▶ _Given instruction A_: According to the article on the Phillies manager change, who is expected to take over as manager?
▶ _Given instruction B_: For each statement, indicate whether it agrees with the article on the Phillies manager change, answering yes or no and quoting the deciding words: (i) Manuel was removed as manager of the Philadelphia Phillies. (ii) Sandberg was given the Cubs job last year. (iii) The article names injuries and age as the two things that hit Philadelphia hard.

***** Text block *****

Don’t Let The Door Kick You: Phillies Part Ways With Manager Charlie Manuel

Charlie Manuel really did nothing wrong.

Well, besides try and lead an injury-riddled, over-the-hill team this season.

For his efforts – or lack there of – Manuel has been relieved of his duties as manager of the Philadelphia Phillies.

Former Chicago Cub standout Ryne Sandberg is expected to take over. Sandberg was passed over for the Cubs job last year and was so mad he left the organization completely for Philly – but that is another story, for another time.

Manuel is the scapegoat in this situation, as most managers tend to be in baseball.

I mean really, what power does a manager have? Yeah, he sets the lineup, but outside of looking over at a pitching coach and saying, “should I take him out?” he doesn’t really do a whole lot.

Philadelphia was hit hard by two things: injuries and age.

***** Data records *****

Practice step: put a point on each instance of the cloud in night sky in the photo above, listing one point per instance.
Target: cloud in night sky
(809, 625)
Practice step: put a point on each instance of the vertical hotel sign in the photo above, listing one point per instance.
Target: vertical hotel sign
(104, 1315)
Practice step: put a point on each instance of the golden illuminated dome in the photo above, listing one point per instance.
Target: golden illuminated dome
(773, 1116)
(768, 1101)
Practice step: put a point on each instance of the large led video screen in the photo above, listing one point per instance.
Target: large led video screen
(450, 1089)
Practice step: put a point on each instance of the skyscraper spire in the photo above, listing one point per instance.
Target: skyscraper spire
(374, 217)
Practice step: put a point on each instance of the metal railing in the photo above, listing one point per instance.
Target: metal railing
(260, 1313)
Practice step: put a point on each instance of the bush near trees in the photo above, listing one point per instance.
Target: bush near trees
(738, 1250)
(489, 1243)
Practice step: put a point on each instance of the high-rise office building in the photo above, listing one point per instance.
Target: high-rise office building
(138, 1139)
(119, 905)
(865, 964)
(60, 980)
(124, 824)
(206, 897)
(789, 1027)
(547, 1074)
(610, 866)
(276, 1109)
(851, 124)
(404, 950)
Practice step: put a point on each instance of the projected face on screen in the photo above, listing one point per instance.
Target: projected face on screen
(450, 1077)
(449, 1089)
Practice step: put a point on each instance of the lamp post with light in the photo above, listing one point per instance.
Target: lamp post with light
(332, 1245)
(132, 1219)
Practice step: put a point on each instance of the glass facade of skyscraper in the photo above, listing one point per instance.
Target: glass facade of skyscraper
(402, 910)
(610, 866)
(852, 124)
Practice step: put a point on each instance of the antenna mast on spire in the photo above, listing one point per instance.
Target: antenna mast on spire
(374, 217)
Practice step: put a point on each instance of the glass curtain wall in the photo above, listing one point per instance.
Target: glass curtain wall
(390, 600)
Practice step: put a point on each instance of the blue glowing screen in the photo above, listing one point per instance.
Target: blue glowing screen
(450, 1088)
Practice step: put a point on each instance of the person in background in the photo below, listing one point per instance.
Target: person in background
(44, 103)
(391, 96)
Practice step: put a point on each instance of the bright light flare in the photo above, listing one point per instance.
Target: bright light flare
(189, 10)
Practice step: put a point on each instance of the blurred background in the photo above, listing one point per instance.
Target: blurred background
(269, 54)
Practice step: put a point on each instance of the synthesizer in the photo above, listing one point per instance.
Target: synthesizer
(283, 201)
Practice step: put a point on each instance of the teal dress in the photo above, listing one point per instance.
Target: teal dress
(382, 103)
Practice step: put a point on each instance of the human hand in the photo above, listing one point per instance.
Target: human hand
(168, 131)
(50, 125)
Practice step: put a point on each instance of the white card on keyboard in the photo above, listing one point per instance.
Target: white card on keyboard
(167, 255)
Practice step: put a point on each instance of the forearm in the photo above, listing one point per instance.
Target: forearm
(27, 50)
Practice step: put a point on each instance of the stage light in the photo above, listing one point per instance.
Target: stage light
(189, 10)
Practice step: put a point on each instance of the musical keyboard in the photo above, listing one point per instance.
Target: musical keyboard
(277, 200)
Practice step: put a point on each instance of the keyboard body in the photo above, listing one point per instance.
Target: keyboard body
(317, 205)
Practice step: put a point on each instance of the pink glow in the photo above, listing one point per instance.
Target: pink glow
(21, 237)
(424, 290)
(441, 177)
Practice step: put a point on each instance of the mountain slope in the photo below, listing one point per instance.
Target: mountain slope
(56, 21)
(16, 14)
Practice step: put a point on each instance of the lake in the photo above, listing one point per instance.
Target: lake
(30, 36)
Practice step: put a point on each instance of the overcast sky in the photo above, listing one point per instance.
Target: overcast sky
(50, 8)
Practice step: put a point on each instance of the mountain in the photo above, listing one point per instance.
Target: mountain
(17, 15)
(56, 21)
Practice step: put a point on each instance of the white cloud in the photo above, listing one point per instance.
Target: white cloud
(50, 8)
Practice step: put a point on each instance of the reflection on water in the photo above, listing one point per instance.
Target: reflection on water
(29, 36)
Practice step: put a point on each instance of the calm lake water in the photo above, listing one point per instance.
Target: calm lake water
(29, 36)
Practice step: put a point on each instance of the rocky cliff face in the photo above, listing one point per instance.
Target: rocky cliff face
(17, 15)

*****

▶ _Task result A_: Ryne Sandberg

▶ _Task result B_:
(i) Yes: "Manuel has been relieved of his duties as manager of the Philadelphia Phillies."
(ii) No: "Sandberg was passed over for the Cubs job last year"
(iii) Yes: "Philadelphia was hit hard by two things: injuries and age."